**EXERCISE DIRECTIONS**
Rewrite the listing below with "Query" replaced by "Search" everywhere it occurs, keeping all other text the same.
[START TASK INPUTS]
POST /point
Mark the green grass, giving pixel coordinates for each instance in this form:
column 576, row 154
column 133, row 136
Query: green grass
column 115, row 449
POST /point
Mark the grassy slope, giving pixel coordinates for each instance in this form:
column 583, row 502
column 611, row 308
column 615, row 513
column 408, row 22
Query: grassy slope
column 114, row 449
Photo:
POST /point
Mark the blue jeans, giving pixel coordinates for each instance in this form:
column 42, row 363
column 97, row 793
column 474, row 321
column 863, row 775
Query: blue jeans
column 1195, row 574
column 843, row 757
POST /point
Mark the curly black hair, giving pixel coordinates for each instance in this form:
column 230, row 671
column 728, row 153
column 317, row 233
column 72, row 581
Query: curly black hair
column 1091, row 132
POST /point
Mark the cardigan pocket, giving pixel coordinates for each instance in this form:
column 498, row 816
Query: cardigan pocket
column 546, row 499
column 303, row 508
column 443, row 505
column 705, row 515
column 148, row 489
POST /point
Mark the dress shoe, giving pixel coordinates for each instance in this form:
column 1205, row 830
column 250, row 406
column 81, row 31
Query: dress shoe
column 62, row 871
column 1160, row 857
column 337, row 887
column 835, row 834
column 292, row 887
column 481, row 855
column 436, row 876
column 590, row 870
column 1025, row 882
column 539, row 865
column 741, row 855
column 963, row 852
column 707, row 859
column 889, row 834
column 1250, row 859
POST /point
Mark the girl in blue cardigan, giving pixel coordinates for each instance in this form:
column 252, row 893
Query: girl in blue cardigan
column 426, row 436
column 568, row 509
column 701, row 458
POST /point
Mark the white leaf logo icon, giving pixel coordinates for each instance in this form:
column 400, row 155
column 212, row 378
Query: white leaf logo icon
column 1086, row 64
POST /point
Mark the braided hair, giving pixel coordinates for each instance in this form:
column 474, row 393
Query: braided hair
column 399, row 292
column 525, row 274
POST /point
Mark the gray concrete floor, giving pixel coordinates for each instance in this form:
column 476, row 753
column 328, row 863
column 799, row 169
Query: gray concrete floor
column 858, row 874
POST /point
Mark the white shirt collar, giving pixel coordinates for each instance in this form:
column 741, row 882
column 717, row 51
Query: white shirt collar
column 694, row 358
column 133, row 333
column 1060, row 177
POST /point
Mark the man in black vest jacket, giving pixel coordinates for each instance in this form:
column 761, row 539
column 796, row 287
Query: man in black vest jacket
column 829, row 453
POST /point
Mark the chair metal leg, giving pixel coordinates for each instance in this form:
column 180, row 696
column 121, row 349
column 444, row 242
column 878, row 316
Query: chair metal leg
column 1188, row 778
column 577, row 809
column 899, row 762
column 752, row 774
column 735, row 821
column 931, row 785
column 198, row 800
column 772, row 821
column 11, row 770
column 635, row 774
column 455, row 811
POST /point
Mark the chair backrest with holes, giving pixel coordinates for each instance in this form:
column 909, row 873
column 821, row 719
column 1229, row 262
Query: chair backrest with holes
[END TASK INPUTS]
**SOLUTION FOR THIS TASK**
POST /point
Mark the green grass, giving pixel coordinates for each instance in this form:
column 576, row 154
column 133, row 136
Search: green grass
column 115, row 449
POST /point
Mark the grassy slope, giving pixel coordinates for each instance in this form:
column 583, row 502
column 611, row 308
column 615, row 513
column 408, row 22
Search: grassy slope
column 114, row 449
Photo:
POST /point
Mark the blue jeans, giving pixel coordinates for each instance in this form:
column 42, row 363
column 97, row 793
column 474, row 321
column 863, row 775
Search: blue jeans
column 1195, row 574
column 843, row 757
POST /point
Mark the curly black hair, giving pixel coordinates for each instance in this form:
column 230, row 671
column 728, row 153
column 317, row 233
column 72, row 581
Search: curly black hair
column 1091, row 132
POST /point
Mark the cardigan pocket, giving pixel coordinates for each instance in this form:
column 498, row 816
Search: cardigan pocket
column 546, row 499
column 303, row 508
column 443, row 505
column 705, row 515
column 148, row 489
POST /point
Mark the dress shoe, giving pixel coordinates for each instance in this form:
column 1205, row 830
column 250, row 406
column 81, row 31
Search: dress shoe
column 62, row 871
column 1160, row 857
column 337, row 887
column 835, row 834
column 292, row 887
column 481, row 855
column 436, row 876
column 590, row 870
column 1025, row 882
column 539, row 865
column 741, row 855
column 963, row 852
column 707, row 859
column 889, row 834
column 1250, row 859
POST /point
Mark the girl in blue cardigan, giving pixel coordinates for each instance in this form:
column 252, row 893
Search: girl in blue cardigan
column 426, row 436
column 568, row 509
column 701, row 458
POST /point
Mark the white leaf logo icon, giving pixel coordinates for each instance in this form:
column 400, row 155
column 212, row 378
Search: white leaf logo icon
column 1086, row 64
POST /point
Mark the braided hair, giving pixel coordinates for each instance in this form:
column 474, row 393
Search: braided hair
column 399, row 292
column 525, row 274
POST /point
Mark the gray concrete floor, giving pixel coordinates for each instance in this form:
column 476, row 753
column 328, row 863
column 799, row 169
Search: gray concrete floor
column 858, row 874
POST /point
Mark the white shirt collar, giving pixel coordinates for each instance in this form:
column 741, row 882
column 717, row 51
Search: white shirt collar
column 694, row 358
column 133, row 333
column 1060, row 177
POST /point
Mark the man in black vest jacket, giving pixel coordinates for each instance in this form:
column 761, row 539
column 796, row 287
Search: man in black vest jacket
column 829, row 453
POST /point
Mark the chair metal leg, giving pixel coordinates for each instance in this form:
column 180, row 696
column 121, row 349
column 444, row 242
column 878, row 316
Search: chair metal leg
column 1188, row 778
column 577, row 809
column 899, row 762
column 752, row 774
column 735, row 821
column 931, row 785
column 198, row 800
column 772, row 821
column 11, row 770
column 635, row 774
column 455, row 811
POST /point
Mark the chair backrest with holes, giving pixel coordinates for each instance in this form:
column 909, row 873
column 821, row 719
column 1229, row 262
Search: chair backrest with holes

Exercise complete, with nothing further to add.